**** QUOTED TEXT ****

A more complex pattern may say to match Boston OR Chicago followed by any amount of whitespace then a number of digits between 3 and 5 and then should not be followed by something specific. Oh, and by the way, save selected parts in parentheses to be accessed as \1 or \2 so I can ask you to do things like match a word followed by itself. It goes on and on.



Be warned RE is implemented now all over the place including outside the usual UNIX roots and there are somewhat different versions. For your need, it does not matter.



The compiled monstrosity though can be fairly fast and might be a tad hard for you to write by yourself as a bunch of if statements nested that are weirdly matching various patterns with some look ahead or look behind.



What you are being told is that despite this being way more than you asked for, it not only works but is fairly fast when doing the simple thing you asked for. That may be why a text version you are looking for is hard to find.



I am not clear what exactly the rest of your project is about but my guess is your first priority is completing it decently and not to try umpteen methods and compare them. Not today. Of course if the working version is slow and you profile it and find this part seems to be holding it back, it may be worth examining.





From: Jen Kris <jenkris@tutanota.com>
Sent: Tuesday, February 28, 2023 12:58 PM
To: avi.e.gross@gmail.com
Cc: 'Python List' <python-list@python.org>
Subject: RE: How to escape strings for re.finditer?



The code I sent is correct, and it runs here. Maybe you received it with a carriage return removed, but on my copy after posting, it is correct:



example = 'X - abc_degree + 1 + qq + abc_degree + 1'

find_string = re.escape('abc_degree + 1')

for match in re.finditer(find_string, example):

print(match.start(), match.end())



One question: several people have made suggestions other than regex (not your terser example with regex you shown below). Is there a reason why regex is not preferred to, for example, a list comp? Performance? Reliability?

**** MATERIAL FOR THIS EXERCISE ****

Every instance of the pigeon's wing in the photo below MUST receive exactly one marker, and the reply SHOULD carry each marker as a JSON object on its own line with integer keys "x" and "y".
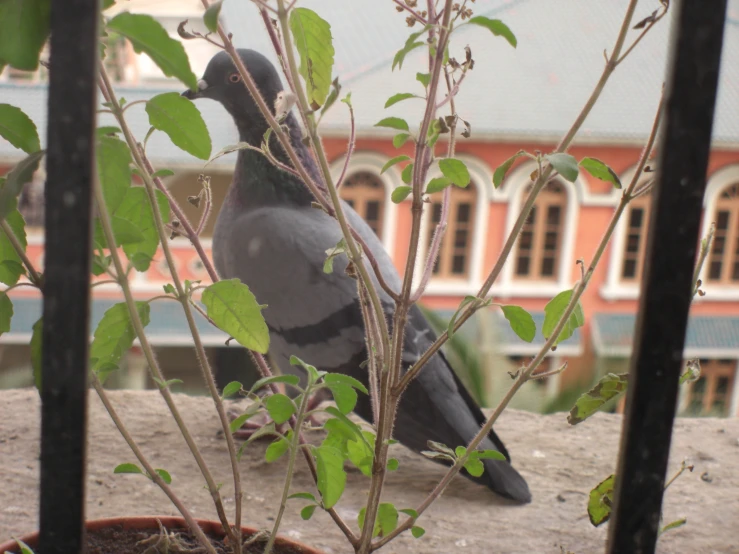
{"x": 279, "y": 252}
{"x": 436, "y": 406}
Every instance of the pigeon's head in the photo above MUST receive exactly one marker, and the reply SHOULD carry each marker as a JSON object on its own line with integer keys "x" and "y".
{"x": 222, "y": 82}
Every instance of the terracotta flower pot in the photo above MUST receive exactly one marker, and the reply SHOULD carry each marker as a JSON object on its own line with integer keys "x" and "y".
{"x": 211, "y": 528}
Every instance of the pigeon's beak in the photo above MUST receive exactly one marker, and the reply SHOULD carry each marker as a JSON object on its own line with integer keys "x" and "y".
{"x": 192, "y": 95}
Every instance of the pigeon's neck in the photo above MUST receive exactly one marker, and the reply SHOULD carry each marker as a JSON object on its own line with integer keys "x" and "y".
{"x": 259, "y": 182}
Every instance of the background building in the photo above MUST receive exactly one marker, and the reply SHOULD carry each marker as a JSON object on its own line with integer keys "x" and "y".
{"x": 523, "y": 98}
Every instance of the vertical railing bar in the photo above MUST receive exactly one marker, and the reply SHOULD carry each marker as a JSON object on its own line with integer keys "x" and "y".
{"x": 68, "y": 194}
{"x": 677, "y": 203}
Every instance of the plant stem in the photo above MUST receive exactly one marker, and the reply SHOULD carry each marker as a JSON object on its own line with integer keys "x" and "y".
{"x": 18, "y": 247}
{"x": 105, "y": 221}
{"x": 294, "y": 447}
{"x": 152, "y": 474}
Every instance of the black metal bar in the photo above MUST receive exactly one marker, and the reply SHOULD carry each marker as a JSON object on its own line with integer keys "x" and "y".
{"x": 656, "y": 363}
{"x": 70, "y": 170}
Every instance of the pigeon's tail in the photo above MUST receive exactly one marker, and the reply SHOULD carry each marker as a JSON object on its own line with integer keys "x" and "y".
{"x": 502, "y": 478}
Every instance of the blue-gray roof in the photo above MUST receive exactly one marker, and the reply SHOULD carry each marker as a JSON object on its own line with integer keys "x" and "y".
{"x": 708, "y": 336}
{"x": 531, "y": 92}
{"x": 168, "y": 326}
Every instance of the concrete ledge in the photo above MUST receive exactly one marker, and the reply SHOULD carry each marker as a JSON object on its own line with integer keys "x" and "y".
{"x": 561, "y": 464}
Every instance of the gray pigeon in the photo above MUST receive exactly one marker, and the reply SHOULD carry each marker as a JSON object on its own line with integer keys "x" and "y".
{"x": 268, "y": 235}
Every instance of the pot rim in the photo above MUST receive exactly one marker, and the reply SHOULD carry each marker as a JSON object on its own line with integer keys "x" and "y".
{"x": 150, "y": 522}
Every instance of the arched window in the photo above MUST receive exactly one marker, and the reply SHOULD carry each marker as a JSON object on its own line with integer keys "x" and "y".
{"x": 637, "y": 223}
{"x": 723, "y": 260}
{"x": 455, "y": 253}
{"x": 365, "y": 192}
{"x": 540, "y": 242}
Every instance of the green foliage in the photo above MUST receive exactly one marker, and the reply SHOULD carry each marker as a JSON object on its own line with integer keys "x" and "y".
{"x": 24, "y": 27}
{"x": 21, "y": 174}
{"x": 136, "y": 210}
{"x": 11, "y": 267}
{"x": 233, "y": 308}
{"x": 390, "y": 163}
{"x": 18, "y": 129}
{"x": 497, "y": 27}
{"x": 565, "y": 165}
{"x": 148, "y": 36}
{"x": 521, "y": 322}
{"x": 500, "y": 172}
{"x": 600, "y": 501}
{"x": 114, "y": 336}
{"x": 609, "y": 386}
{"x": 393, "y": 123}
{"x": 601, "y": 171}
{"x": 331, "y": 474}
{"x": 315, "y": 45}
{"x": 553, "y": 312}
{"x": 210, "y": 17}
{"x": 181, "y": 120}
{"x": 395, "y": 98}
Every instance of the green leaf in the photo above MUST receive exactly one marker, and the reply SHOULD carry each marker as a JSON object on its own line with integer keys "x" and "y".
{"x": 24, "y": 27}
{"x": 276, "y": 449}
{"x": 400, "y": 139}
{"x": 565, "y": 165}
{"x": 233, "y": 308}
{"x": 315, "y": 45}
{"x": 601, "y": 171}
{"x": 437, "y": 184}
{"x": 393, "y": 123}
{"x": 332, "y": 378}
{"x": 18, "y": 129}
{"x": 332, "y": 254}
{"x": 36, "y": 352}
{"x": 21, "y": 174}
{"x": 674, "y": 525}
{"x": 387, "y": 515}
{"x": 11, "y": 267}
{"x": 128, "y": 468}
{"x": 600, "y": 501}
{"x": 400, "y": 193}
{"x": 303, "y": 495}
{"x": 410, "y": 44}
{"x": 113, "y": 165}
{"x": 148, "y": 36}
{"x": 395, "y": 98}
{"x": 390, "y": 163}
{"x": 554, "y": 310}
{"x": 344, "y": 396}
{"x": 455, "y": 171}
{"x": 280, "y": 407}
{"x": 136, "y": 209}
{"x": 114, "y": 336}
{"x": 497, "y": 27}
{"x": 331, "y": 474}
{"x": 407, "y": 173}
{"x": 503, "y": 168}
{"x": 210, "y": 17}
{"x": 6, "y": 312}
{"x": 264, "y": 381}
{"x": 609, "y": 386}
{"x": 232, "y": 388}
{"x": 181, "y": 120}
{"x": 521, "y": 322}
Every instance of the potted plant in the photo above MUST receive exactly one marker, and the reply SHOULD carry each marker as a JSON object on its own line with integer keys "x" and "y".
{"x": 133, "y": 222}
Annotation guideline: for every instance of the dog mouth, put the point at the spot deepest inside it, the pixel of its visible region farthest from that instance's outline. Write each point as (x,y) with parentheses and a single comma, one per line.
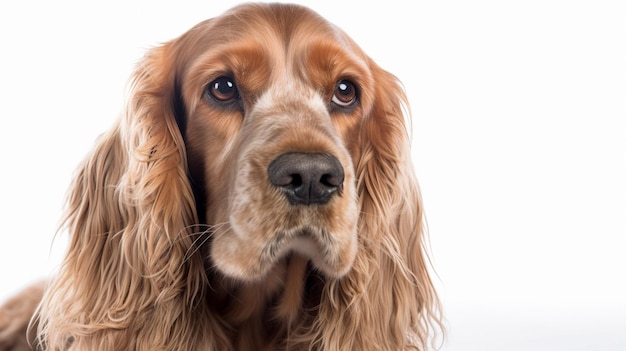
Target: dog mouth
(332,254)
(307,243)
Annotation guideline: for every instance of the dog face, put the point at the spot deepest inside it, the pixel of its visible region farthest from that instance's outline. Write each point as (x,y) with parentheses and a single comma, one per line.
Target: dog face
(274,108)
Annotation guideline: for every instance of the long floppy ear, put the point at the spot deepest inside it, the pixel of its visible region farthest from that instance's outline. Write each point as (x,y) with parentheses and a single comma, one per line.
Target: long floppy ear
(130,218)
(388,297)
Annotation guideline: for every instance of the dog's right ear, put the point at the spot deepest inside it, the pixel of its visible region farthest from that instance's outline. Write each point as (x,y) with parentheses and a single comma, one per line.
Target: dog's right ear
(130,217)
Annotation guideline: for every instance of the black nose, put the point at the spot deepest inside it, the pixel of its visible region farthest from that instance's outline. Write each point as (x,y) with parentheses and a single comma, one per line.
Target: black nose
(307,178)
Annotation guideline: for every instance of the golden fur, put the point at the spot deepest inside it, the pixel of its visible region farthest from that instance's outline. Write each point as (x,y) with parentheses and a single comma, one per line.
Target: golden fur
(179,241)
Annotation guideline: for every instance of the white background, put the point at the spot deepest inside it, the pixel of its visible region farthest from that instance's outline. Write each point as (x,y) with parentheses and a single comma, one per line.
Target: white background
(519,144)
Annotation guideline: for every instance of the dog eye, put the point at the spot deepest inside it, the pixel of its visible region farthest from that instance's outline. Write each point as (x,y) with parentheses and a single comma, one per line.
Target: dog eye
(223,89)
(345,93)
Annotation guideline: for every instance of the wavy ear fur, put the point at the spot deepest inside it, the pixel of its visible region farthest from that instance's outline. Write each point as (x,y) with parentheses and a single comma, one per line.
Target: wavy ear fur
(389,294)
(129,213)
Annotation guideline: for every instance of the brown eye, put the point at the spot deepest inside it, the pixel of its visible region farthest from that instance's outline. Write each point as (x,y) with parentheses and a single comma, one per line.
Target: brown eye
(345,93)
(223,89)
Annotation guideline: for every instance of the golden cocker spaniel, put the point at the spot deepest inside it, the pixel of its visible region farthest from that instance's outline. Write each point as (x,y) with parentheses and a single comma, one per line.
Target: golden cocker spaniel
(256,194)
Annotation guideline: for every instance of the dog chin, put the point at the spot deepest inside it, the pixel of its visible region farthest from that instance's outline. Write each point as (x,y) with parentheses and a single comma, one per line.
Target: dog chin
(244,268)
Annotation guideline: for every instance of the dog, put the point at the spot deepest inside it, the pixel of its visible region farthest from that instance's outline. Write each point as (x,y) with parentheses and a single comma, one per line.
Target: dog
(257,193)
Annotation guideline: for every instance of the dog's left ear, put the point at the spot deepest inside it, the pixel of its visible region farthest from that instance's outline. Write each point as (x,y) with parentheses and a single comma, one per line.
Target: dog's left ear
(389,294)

****
**** MATERIAL FOR THIS EXERCISE ****

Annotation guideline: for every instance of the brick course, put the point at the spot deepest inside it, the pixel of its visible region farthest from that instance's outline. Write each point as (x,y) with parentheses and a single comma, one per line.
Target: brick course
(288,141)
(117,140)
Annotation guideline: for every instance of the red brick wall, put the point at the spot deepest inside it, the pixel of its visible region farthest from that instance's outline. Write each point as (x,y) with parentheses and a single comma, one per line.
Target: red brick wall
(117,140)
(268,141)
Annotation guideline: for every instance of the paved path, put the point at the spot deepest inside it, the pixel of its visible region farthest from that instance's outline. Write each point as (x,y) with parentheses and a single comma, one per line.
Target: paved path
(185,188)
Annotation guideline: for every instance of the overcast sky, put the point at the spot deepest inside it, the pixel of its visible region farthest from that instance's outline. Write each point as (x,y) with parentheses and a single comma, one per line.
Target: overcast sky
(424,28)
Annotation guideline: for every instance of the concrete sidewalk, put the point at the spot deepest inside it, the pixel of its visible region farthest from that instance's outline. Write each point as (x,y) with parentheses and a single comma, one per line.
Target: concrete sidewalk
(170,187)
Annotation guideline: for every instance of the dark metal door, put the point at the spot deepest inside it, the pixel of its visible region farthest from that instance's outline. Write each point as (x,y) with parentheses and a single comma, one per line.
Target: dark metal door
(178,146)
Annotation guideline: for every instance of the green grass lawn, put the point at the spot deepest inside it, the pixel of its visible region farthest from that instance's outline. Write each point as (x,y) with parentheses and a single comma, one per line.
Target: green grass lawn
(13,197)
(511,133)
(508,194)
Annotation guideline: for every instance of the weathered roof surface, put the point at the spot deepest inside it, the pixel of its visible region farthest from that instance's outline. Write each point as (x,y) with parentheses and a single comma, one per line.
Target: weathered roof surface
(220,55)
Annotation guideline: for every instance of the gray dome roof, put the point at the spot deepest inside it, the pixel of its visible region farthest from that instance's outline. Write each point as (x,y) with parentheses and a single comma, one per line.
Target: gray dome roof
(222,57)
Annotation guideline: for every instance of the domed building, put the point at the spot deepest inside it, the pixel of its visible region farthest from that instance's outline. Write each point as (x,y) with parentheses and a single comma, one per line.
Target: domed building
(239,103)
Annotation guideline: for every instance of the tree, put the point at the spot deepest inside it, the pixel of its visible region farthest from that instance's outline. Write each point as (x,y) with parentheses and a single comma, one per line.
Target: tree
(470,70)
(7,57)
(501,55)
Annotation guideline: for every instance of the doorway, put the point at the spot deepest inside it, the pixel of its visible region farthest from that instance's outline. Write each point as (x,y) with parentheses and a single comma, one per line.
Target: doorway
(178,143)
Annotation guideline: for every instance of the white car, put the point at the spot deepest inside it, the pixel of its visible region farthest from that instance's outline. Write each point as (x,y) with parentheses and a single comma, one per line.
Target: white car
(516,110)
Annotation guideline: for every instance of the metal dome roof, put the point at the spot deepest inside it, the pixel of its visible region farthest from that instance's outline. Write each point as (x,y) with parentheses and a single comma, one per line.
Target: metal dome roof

****
**** MATERIAL FOR THIS EXERCISE ****

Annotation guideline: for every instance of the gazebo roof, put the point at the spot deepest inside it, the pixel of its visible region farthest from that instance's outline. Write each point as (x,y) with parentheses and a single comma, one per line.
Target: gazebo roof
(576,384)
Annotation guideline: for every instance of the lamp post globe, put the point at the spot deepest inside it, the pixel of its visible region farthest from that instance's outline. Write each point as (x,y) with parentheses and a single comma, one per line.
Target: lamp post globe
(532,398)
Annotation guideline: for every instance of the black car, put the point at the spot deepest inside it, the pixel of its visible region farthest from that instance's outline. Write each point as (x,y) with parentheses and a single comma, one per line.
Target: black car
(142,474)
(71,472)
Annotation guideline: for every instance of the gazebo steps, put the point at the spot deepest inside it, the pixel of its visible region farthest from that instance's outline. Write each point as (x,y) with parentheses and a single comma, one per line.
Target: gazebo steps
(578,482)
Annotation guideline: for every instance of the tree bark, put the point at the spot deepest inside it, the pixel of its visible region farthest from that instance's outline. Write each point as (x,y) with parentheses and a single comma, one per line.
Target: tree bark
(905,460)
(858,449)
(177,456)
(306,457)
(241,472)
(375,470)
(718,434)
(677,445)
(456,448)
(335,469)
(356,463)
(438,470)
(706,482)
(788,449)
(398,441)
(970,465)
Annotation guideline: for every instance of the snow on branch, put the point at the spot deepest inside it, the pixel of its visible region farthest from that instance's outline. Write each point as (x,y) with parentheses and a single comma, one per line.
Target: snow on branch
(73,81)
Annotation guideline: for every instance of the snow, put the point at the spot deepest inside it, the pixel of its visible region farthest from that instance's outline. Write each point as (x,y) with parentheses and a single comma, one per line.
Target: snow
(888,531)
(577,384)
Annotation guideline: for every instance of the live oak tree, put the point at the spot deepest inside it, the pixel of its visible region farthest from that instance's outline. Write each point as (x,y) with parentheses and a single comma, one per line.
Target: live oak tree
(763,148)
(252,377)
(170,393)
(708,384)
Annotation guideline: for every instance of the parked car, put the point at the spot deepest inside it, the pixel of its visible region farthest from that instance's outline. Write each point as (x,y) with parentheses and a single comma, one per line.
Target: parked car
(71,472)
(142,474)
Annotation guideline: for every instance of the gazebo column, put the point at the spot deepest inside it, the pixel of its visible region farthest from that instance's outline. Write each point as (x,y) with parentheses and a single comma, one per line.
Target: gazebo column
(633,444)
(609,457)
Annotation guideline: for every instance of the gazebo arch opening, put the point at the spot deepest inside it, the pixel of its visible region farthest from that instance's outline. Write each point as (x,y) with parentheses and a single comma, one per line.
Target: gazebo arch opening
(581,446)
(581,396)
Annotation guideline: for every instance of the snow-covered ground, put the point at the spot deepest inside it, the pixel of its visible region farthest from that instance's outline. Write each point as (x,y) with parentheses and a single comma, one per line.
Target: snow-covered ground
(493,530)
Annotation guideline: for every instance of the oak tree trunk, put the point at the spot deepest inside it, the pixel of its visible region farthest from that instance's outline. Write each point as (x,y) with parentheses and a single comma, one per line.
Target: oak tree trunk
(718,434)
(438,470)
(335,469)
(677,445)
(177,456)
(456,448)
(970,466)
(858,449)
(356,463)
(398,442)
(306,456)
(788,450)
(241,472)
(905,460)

****

EXERCISE TASKS:
1. State how many lines in the records contain the string "cocker", with case counting. Give only the number.
2. Continue the mailing-list post on escaping strings for re.finditer, starting after its last sentence.

ANSWER LIST:
1. 2

2.
Feb 27, 2023, 18:16 by avi.e.gross@gmail.com <mailto:avi.e.gross@gmail.com> :

Jen,



Can you see what SOME OF US see as ASCII text? We can help you better if we get code that can be copied and run as-is.



What you sent is not terse. It is wrong. It will not run on any python interpreter because you somehow lost a carriage return and indent.



This is what you sent:



example = 'X - abc_degree + 1 + qq + abc_degree + 1'

find_string = re.escape('abc_degree + 1') for match in re.finditer(find_string, example):

print(match.start(), match.end())



This is code indentedproperly:



example = 'X - abc_degree + 1 + qq + abc_degree + 1'

find_string = re.escape('abc_degree + 1')

for match in re.finditer(find_string, example):

print(match.start(), match.end())



Of course I am sure you wrote and ran code more like the latter version but somewhere in your copy/paste process, ....



And, just for fun, since there is nothing wrong with your code, this minor change is terser:

example = 'X - abc_degree + 1 + qq + abc_degree + 1'

for match in re.finditer(re.escape('abc_degree + 1') , example):

... print(match.start(), match.end())

...

...

4 18

26 40



But note once you use regular expressions, and not in your case, you might match multiple things that are far from the same such as matching two repeated words of any kind in any case including "and and" and "so so" or finding words that have multiple doubled letter as in the stereotypical bookkeeper. In those cases, you may want even more than offsets but also show the exact text that matched or even show some characters before and/or after for context.





-----Original Message-----

From: Python-list <python-list-bounces+avi.e.gross=gmail.com@python.org <mailto:python-list-bounces+avi.e.gross=gmail.com@python.org> > On Behalf Of Jen Kris via Python-list

Sent: Monday, February 27, 2023 8:36 PM

To: Cameron Simpson <cs@cskk.id.au <mailto:cs@cskk.id.au> >

Cc: Python List <python-list@python.org <mailto:python-list@python.org> >

Subject: Re: How to escape strings for re.finditer?





I haven't tested it either but it looks like it would work. But for this case I prefer the relative simplicity of:



example = 'X - abc_degree + 1 + qq + abc_degree + 1'

find_string = re.escape('abc_degree + 1') for match in re.finditer(find_string, example):

print(match.start(), match.end())



4 18

26 40



I don't insist on terseness for its own sake, but it's cleaner this way.



Jen





Feb 27, 2023, 16:55 by cs@cskk.id.au <mailto:cs@cskk.id.au> :

On 28Feb2023 01:13, Jen Kris <jenkris@tutanota.com <mailto:jenkris@tutanota.com> > wrote:

I went to the re module because the specified string may appear more than once in the string (in the code I'm writing).



Sure, but writing a `finditer` for plain `str` is pretty easy (untested):



pos = 0

while True:

found = s.find(substring, pos)

if found < 0:

break

start = found

end = found + len(substring)

... do whatever with start and end ...

pos = end



Many people go straight to the `re` module whenever they're looking for strings. It is often cryptic error prone overkill. Just something to keep in mind.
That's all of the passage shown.